Strategic Global Intelligence Brief for April 22, 2019
Short Items of Interest—U.S. Economy
Reactions to Tariffs
There is no more consistent and powerful law in economics than the law of unintended consequences. The fact is nobody really knows how people will react to a given change although there is generally some historical precedent that can be used as a reference. One example of this, as it pertains to the tariffs that have been imposed on goods from China, is that of washer and dryer purchases. The tariff imposed on washers was 20% on the first 1.2 million units shipped to the U.S. and a 50% tariff on all those that came later. There was no tariff imposed on dryers. The response was that both washers and dryers went up by between 12% and 15% because these items are nearly always sold as a pair. The tariffs cost the U.S. consumer around $1.5 billion thus far this year.
Existing Home Sales Down
There was a 4.9% decline in sales of existing homes in March. This is of greater concern than what happens in the new home market as the bulk of sales activity takes place in the existing home market. The decline was far sharper than had been expected, but analysts knew there would be less activity despite the fact that mortgage rates have declined. There has even been some easing of the price in this category. The problem now is that fewer people are qualifying for mortgages and there are fewer people who have the ability to buy a home given the need for a larger down payment and the added costs involved with home buying.
Rents Rise Nationwide
For a variety of reasons, homeownership has become less and less appealing to a wider segment of the population. That has put a new emphasis on rental property. It has resulted in record rental rates in a large number of urban areas where there is a severe shortage of available units, but also in more suburban locales where demand is outstripping supply. The Millennial buyer has long been illusive as they resist setting down to a traditional home at this point. Now, there is also resistance from the Boomer generation as they elect to leave their homes behind for some form of senior living or at least smaller and simpler housing where the duties of home ownership are somebody else's problem.
Short Items of Interest—Global Economy
No Joke—Zelensky Is Ukraine's President
In the end, it was not even close. The insurgent campaign of the political novice was responsible for a landslide victory. Volodymyr Zelensky overwhelmed the incumbent Petro Poroshenko. He once played the president in a satirical TV show and now holds the office for real. The big question is whether he is really his own man or nothing more than a stalking horse for some of Ukraine's most powerful oligarchs. They are the ones who bankrolled his effort, but he also has the knowledge that millions of people voted for his outside message and his assertion that he could "clean up the swamp." He is a populist in the same vein as others in Europe such as Bepe Grillo in Italy and Marine Le Pen in France.

SUPPLIED INFORMATION:
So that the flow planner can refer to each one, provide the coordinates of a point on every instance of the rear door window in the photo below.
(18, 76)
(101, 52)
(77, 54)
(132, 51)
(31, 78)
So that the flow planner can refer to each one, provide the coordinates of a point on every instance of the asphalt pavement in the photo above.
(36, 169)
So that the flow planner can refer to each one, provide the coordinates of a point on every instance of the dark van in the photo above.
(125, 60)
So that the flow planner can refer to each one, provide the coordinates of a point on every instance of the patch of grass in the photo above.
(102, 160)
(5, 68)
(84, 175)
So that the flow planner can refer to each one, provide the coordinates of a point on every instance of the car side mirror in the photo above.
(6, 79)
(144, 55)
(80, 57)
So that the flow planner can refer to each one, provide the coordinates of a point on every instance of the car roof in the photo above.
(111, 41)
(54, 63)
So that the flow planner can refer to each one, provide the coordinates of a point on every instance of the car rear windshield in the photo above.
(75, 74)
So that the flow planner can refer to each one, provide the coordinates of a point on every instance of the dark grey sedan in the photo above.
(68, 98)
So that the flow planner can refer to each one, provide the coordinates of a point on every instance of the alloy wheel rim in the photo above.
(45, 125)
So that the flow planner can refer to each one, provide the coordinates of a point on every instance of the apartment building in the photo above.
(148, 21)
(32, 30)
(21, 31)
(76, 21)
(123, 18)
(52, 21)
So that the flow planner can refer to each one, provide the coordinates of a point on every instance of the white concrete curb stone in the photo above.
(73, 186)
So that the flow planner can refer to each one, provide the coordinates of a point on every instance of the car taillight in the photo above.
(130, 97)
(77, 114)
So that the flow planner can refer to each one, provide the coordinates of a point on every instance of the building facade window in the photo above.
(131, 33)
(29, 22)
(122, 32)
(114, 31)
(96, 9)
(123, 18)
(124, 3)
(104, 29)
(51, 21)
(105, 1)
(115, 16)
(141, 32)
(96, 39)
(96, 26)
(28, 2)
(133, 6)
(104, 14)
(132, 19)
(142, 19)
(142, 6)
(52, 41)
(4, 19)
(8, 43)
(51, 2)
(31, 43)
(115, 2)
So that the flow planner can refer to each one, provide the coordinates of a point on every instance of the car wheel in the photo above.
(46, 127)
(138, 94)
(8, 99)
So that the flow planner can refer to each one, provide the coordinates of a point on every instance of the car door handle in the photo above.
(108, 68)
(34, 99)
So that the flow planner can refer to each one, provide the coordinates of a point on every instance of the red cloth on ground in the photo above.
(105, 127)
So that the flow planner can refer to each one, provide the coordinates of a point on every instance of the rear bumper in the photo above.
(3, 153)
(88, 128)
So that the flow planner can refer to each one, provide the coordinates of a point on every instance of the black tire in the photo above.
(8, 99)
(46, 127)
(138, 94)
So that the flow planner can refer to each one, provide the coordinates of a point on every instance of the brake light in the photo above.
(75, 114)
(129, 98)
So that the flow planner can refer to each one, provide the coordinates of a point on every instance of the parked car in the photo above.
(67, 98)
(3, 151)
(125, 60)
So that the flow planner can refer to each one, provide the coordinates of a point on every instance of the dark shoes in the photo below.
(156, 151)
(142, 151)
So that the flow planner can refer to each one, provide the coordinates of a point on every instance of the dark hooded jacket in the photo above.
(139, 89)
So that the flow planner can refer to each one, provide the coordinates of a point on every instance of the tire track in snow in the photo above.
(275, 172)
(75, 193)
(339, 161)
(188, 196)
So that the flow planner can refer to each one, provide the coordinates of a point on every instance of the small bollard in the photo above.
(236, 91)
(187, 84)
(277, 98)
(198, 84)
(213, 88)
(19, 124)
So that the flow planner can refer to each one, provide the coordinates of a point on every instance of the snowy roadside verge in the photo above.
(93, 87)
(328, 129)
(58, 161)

INSTRUCTION 1:
Please quote the intelligence brief word for word, starting at "Rents Rise Nationwide" and ending at "somebody else's problem.".
INSTRUCTION 2:
In the intelligence brief, what tariff was imposed on washers after the first 1.2 million units shipped to the U.S.?
The listing is separate material from the intelligence brief.

FULL OUTPUT 1:
Rents Rise Nationwide
For a variety of reasons, homeownership has become less and less appealing to a wider segment of the population. That has put a new emphasis on rental property. It has resulted in record rental rates in a large number of urban areas where there is a severe shortage of available units, but also in more suburban locales where demand is outstripping supply. The Millennial buyer has long been illusive as they resist setting down to a traditional home at this point. Now, there is also resistance from the Boomer generation as they elect to leave their homes behind for some form of senior living or at least smaller and simpler housing where the duties of home ownership are somebody else's problem.

FULL OUTPUT 2:
A 50% tariff.